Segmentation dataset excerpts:
"""
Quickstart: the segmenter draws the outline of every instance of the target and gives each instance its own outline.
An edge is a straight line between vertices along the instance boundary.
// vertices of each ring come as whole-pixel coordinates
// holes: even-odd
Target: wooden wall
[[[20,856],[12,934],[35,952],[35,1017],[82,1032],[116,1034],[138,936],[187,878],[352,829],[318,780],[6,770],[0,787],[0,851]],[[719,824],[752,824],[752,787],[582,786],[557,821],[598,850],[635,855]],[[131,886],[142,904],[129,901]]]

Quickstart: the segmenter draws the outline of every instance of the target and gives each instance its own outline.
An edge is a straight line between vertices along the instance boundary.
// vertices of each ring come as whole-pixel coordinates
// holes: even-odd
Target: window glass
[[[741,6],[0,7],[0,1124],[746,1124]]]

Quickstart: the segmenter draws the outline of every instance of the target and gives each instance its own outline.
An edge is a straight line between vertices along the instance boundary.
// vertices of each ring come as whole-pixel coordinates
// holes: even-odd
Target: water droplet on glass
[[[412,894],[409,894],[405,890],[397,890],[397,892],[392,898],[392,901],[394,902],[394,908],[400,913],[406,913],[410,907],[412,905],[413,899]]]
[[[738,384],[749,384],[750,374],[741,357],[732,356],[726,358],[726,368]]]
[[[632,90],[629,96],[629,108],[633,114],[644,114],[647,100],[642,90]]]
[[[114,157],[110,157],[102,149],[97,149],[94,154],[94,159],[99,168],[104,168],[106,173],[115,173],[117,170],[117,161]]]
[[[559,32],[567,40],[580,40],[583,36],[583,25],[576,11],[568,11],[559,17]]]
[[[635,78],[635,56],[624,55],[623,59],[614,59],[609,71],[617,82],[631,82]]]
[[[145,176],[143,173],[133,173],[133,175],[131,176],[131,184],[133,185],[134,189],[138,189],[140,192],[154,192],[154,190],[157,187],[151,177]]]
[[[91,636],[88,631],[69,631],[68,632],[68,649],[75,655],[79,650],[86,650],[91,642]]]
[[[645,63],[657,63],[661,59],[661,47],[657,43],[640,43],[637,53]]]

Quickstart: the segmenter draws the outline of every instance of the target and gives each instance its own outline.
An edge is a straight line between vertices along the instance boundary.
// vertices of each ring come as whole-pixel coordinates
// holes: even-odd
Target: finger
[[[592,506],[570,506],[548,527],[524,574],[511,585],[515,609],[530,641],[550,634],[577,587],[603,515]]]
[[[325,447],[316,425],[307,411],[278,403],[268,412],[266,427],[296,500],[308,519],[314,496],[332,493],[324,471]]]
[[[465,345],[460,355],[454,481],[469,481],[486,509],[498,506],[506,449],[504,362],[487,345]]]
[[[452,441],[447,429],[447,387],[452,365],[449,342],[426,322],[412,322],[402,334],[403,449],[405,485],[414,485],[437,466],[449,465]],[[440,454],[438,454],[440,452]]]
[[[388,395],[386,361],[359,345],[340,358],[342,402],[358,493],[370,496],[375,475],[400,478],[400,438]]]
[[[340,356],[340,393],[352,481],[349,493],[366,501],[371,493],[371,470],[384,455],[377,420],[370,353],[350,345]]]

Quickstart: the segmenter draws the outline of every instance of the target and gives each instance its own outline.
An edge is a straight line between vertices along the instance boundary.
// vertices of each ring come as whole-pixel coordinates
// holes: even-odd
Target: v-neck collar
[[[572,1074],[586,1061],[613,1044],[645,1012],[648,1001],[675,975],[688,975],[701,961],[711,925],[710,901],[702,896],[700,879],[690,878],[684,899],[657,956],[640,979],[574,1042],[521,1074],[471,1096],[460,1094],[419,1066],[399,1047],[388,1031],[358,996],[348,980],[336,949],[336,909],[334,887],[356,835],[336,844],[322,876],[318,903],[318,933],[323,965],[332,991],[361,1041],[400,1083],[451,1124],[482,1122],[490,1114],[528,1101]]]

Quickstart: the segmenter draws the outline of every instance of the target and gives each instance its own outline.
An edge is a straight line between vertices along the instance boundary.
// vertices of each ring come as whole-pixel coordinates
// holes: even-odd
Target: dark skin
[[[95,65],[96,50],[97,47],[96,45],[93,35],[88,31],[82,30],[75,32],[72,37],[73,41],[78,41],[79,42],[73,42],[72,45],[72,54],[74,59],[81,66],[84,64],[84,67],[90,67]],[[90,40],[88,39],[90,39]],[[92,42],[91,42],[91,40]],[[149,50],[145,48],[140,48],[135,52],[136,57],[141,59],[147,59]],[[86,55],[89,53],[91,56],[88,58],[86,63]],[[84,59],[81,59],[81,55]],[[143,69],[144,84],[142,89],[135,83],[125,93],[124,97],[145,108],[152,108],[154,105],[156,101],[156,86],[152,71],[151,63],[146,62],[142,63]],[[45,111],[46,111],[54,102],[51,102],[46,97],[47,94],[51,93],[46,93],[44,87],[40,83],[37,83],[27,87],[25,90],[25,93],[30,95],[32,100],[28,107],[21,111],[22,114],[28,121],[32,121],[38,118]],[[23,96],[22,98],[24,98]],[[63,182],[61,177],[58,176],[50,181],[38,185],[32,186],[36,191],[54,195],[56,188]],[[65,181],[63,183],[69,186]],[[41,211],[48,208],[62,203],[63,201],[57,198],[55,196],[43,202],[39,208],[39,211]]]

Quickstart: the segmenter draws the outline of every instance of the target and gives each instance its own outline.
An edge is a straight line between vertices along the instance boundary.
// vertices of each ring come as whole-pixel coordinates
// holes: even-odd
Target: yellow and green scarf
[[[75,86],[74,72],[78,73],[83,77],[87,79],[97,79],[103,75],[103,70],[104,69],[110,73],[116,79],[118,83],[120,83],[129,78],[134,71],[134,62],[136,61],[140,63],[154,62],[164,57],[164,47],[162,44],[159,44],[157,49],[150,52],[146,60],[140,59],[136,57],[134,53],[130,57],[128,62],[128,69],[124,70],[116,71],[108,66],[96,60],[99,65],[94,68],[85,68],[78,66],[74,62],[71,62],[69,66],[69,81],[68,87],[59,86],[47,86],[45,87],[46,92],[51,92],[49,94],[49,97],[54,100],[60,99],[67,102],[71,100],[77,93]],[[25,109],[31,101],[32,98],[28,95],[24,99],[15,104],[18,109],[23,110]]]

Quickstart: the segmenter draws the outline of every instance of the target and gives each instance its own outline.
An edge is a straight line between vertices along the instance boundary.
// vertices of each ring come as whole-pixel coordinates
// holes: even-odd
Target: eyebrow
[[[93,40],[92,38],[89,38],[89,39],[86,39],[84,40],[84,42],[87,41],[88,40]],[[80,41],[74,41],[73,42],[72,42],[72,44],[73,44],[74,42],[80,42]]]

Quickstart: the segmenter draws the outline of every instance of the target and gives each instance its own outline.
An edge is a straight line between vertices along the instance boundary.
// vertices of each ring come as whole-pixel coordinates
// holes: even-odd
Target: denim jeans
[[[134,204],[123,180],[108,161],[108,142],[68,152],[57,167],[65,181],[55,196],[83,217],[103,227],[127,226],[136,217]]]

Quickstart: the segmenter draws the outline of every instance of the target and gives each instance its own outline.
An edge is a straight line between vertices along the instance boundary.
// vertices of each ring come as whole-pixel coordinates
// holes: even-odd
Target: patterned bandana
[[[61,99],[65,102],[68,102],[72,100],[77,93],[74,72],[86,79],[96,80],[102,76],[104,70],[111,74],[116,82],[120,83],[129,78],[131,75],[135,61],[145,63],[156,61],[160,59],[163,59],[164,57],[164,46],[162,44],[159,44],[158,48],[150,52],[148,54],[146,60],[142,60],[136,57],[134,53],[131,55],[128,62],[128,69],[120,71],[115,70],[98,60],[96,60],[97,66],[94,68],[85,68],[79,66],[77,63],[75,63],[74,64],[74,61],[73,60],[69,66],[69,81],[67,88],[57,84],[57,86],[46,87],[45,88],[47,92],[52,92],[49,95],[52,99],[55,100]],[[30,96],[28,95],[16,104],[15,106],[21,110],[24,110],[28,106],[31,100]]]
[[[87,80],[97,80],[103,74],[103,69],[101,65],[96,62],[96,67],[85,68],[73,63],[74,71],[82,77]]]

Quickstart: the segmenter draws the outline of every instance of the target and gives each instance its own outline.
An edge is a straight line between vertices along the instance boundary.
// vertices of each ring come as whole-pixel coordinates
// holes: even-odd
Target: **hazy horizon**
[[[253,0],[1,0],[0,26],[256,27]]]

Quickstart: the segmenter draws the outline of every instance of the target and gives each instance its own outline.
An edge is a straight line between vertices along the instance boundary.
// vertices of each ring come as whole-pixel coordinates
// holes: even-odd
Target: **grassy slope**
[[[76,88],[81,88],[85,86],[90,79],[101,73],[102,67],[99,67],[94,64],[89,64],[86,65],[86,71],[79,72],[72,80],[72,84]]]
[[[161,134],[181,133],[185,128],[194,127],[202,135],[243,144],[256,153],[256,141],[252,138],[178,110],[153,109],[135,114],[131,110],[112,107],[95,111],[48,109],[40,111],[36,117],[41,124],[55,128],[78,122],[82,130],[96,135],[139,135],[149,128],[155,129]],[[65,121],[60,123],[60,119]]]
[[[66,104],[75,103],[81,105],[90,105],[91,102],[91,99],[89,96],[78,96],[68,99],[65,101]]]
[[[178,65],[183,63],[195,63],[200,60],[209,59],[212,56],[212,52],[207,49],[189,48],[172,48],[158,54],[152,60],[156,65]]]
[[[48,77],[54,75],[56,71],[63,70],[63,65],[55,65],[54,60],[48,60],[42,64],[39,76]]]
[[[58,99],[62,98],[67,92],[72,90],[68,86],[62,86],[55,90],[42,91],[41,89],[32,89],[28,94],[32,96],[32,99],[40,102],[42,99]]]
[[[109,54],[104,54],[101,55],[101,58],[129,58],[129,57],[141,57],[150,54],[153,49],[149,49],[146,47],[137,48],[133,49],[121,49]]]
"""
*Stated task:*
Starting at the first line of the records and ending with the line that contains "Target: wooden wall", put each line into a Markdown table with the columns Row and Line, numbering the rows and skipping any blank lines.

*Result of this task:*
| Row | Line |
|---|---|
| 1 | Quickstart: the segmenter draws the outline of every instance of the target and gives each instance its own outline. |
| 2 | An edge is a straight line between vertices along the instance boundary. |
| 3 | // vertices of each ring come as whole-pixel coordinates |
| 4 | // holes: even-odd |
| 5 | Target: wooden wall |